Written task: Can you output the stretch of data below, from the line containing "Looking at the photo above, is there any lake" through the line containing "[0,86,300,172]", as a JSON list of strings with one string per line and blank lines omitted?

Listed entries:
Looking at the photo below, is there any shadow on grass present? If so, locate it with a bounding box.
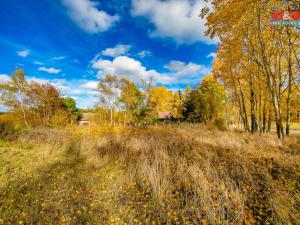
[0,143,106,224]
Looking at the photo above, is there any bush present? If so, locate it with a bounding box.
[0,121,19,141]
[213,118,226,130]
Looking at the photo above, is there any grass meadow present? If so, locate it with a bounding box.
[0,125,300,225]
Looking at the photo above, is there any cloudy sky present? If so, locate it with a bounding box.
[0,0,217,108]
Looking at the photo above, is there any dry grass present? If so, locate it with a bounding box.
[0,126,300,224]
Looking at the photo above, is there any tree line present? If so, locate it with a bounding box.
[97,75,225,124]
[0,69,80,128]
[201,0,300,139]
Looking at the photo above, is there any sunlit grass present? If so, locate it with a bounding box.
[0,126,300,224]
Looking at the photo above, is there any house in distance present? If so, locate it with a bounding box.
[78,113,94,126]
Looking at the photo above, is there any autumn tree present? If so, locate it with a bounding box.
[202,0,299,138]
[119,78,145,124]
[148,86,174,117]
[98,75,119,125]
[0,69,29,128]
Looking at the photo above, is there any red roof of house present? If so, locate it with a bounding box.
[158,112,174,119]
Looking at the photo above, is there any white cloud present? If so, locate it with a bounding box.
[92,56,210,84]
[52,56,66,60]
[62,0,119,33]
[33,61,44,65]
[101,44,131,58]
[165,61,206,77]
[131,0,216,44]
[17,50,30,58]
[137,50,152,58]
[38,66,61,74]
[27,77,99,108]
[81,81,98,90]
[0,74,10,83]
[92,56,169,83]
[206,52,217,58]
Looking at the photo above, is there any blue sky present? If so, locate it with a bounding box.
[0,0,217,108]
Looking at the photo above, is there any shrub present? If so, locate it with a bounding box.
[0,121,19,141]
[213,118,226,130]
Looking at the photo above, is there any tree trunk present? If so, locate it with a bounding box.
[250,75,257,133]
[110,107,113,126]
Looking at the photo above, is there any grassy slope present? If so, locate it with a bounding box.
[0,126,300,224]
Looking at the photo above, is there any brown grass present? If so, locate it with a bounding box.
[0,126,300,224]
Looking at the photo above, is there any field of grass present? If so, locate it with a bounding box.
[0,126,300,225]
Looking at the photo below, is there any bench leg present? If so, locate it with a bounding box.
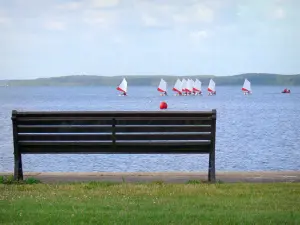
[208,152,216,183]
[14,153,23,180]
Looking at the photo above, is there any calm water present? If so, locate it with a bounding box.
[0,87,300,172]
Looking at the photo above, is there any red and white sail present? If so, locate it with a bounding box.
[181,79,187,92]
[242,79,251,93]
[207,79,216,93]
[193,79,202,93]
[186,79,194,93]
[157,79,167,93]
[172,79,182,94]
[117,78,127,94]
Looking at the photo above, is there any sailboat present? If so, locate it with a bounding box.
[117,78,127,96]
[207,79,217,95]
[181,79,187,95]
[193,79,202,95]
[172,79,182,95]
[157,79,167,96]
[242,79,251,95]
[186,79,194,95]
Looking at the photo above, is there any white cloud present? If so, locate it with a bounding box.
[44,20,66,31]
[190,30,208,40]
[274,8,286,19]
[57,2,83,10]
[0,16,11,26]
[83,10,117,27]
[135,1,219,26]
[90,0,120,8]
[173,3,214,23]
[142,14,161,27]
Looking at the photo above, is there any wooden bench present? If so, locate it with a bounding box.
[12,110,216,182]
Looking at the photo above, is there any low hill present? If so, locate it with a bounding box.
[0,73,300,86]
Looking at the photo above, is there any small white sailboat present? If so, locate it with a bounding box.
[181,79,187,95]
[207,79,216,95]
[172,79,182,95]
[242,78,252,95]
[193,79,202,95]
[117,78,127,96]
[157,79,167,96]
[186,79,194,95]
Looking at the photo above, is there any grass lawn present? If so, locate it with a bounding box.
[0,182,300,225]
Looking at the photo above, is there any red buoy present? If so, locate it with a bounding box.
[159,102,168,109]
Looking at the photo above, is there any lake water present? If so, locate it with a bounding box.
[0,86,300,172]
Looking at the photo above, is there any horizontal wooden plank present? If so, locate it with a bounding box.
[12,110,214,118]
[18,125,112,133]
[115,125,211,133]
[116,117,212,126]
[115,133,212,141]
[18,140,112,147]
[17,117,112,125]
[17,117,212,126]
[19,140,211,147]
[18,125,211,133]
[18,133,112,141]
[20,144,210,154]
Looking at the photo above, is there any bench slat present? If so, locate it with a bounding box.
[16,111,216,118]
[18,125,112,133]
[115,133,212,141]
[19,133,112,141]
[22,143,210,154]
[19,133,212,141]
[17,117,211,126]
[115,125,211,133]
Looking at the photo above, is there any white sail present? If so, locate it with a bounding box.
[193,79,202,93]
[186,79,193,92]
[157,79,167,92]
[242,79,251,92]
[173,79,182,94]
[207,79,216,93]
[117,78,127,93]
[181,79,187,92]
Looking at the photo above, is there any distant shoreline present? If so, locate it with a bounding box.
[0,73,300,87]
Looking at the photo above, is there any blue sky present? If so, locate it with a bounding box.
[0,0,300,79]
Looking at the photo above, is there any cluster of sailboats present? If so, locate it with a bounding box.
[117,78,252,96]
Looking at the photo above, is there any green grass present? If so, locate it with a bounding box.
[0,181,300,225]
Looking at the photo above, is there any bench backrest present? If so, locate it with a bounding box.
[12,110,216,154]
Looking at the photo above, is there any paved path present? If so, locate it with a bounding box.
[0,171,300,183]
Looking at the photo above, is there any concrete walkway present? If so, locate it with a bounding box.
[0,171,300,183]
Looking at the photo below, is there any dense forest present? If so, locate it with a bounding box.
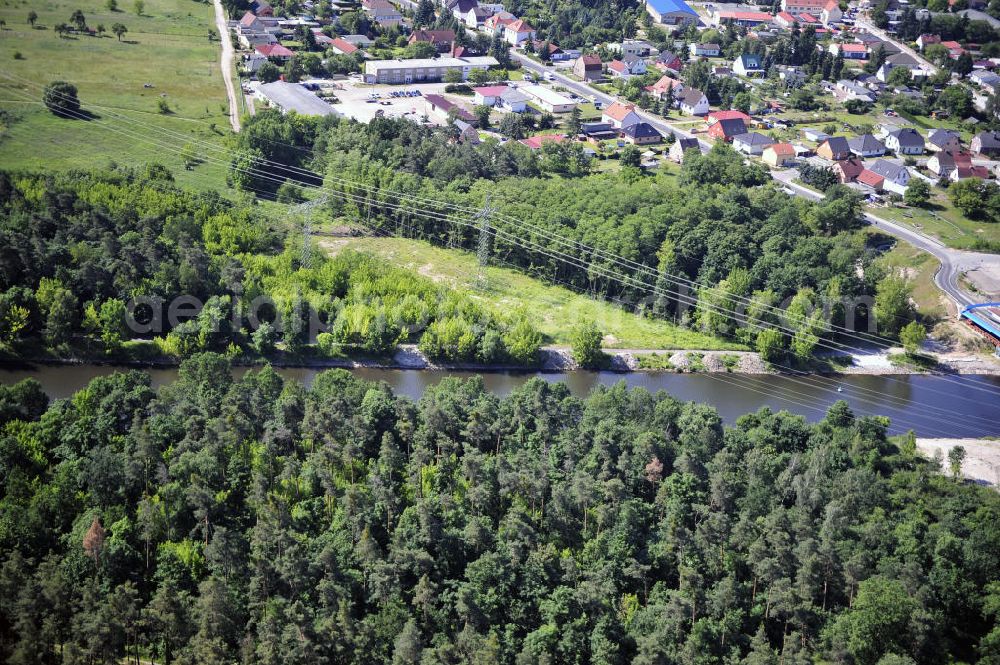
[0,166,543,365]
[0,354,1000,665]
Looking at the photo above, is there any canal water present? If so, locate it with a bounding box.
[0,365,1000,437]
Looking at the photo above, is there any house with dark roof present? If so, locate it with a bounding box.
[733,53,764,77]
[927,150,990,181]
[927,128,962,152]
[868,159,910,194]
[667,136,701,164]
[620,122,663,145]
[969,132,1000,157]
[833,157,865,185]
[424,95,478,125]
[736,131,777,156]
[847,134,885,157]
[708,118,747,143]
[573,53,604,82]
[885,127,924,155]
[646,0,698,25]
[678,88,708,115]
[406,28,455,53]
[816,136,851,162]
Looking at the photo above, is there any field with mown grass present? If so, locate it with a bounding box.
[320,237,742,350]
[0,0,230,189]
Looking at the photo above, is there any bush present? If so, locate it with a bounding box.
[571,321,607,368]
[42,81,80,117]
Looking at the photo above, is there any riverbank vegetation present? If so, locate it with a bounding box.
[0,166,543,366]
[0,354,1000,665]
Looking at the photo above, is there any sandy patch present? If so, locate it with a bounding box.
[917,439,1000,487]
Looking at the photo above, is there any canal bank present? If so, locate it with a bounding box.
[0,364,1000,438]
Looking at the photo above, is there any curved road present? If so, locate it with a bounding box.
[511,51,1000,308]
[212,0,240,132]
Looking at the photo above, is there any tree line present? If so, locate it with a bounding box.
[0,354,1000,665]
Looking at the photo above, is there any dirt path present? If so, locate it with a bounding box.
[917,439,1000,487]
[212,0,240,132]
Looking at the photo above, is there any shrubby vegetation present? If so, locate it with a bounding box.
[0,354,1000,665]
[0,167,541,364]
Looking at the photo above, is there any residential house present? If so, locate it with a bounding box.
[362,0,403,27]
[733,53,764,76]
[833,79,875,104]
[503,19,536,47]
[646,74,684,101]
[330,37,359,55]
[830,44,868,60]
[969,69,1000,95]
[833,157,865,185]
[733,132,775,157]
[483,12,517,37]
[708,118,747,143]
[927,150,989,181]
[518,85,576,113]
[646,0,698,25]
[679,88,708,115]
[580,122,618,143]
[816,136,851,162]
[451,118,479,145]
[500,87,528,113]
[847,134,885,158]
[969,132,1000,158]
[716,9,774,28]
[580,122,618,143]
[423,95,477,125]
[941,41,965,60]
[364,56,500,84]
[885,127,924,155]
[254,44,295,62]
[802,127,830,143]
[705,109,751,126]
[621,122,663,145]
[406,28,455,53]
[656,51,684,72]
[601,102,642,129]
[608,56,646,79]
[472,85,509,106]
[917,34,941,51]
[761,143,795,168]
[781,0,843,25]
[341,35,375,48]
[927,128,962,152]
[618,39,653,59]
[868,159,910,194]
[573,54,604,82]
[667,136,701,164]
[857,169,885,192]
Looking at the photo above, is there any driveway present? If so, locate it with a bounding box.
[212,0,240,132]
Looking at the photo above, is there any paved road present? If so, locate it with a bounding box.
[212,0,240,132]
[511,52,1000,307]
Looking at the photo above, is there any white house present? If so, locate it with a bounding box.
[868,159,910,194]
[519,85,576,113]
[679,88,708,115]
[601,102,642,129]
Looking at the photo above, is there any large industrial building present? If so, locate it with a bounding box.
[365,56,500,84]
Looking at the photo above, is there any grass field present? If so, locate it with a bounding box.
[321,238,741,350]
[871,195,1000,250]
[878,232,949,321]
[0,0,229,189]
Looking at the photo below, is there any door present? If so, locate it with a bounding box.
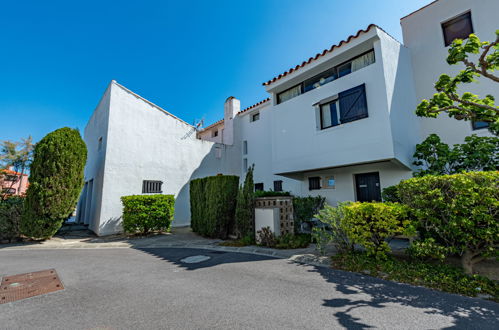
[355,172,381,202]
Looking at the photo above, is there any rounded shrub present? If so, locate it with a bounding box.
[343,202,411,259]
[121,195,175,234]
[398,171,499,274]
[20,127,87,239]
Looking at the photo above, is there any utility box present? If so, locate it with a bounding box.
[255,207,281,243]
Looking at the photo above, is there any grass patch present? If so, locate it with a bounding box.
[331,252,499,302]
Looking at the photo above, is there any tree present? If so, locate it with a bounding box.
[0,136,34,199]
[416,30,499,135]
[21,127,87,239]
[413,134,499,176]
[235,166,255,238]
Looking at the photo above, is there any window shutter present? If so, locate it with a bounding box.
[339,84,368,124]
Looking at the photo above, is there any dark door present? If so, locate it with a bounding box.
[355,172,381,202]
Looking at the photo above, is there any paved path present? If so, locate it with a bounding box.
[0,248,499,329]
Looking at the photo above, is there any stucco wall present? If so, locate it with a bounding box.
[401,0,499,144]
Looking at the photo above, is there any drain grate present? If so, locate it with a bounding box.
[0,269,64,304]
[180,255,211,264]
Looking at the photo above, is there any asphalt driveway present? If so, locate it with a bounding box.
[0,248,499,329]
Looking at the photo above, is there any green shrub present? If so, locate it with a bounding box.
[255,190,291,198]
[235,167,255,238]
[293,196,326,232]
[20,127,87,239]
[343,202,410,259]
[312,202,354,254]
[0,196,24,242]
[381,185,400,203]
[121,195,175,234]
[190,175,239,239]
[398,171,499,274]
[332,252,499,301]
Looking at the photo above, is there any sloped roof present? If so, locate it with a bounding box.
[262,24,381,86]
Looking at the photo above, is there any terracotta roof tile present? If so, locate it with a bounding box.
[262,24,379,86]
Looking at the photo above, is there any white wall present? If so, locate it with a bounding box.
[401,0,499,144]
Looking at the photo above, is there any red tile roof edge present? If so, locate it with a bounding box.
[262,24,378,86]
[400,0,439,20]
[200,97,270,132]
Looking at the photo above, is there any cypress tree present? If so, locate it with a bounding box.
[235,166,255,238]
[20,127,87,239]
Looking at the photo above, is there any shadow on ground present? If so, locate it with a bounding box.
[301,265,499,329]
[135,247,276,270]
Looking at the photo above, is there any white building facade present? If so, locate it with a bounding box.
[77,0,499,235]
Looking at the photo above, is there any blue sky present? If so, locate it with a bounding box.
[0,0,430,141]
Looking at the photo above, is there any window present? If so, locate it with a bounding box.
[442,12,473,47]
[142,180,163,194]
[277,49,376,104]
[250,112,260,121]
[308,176,321,190]
[471,121,489,130]
[339,84,368,124]
[274,180,282,191]
[277,84,301,104]
[243,141,248,155]
[321,101,340,129]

Task output:
[
  "Looking at the photo above, is there any lake water present? If so, locate it with a bounding box.",
  "[0,86,300,172]"
]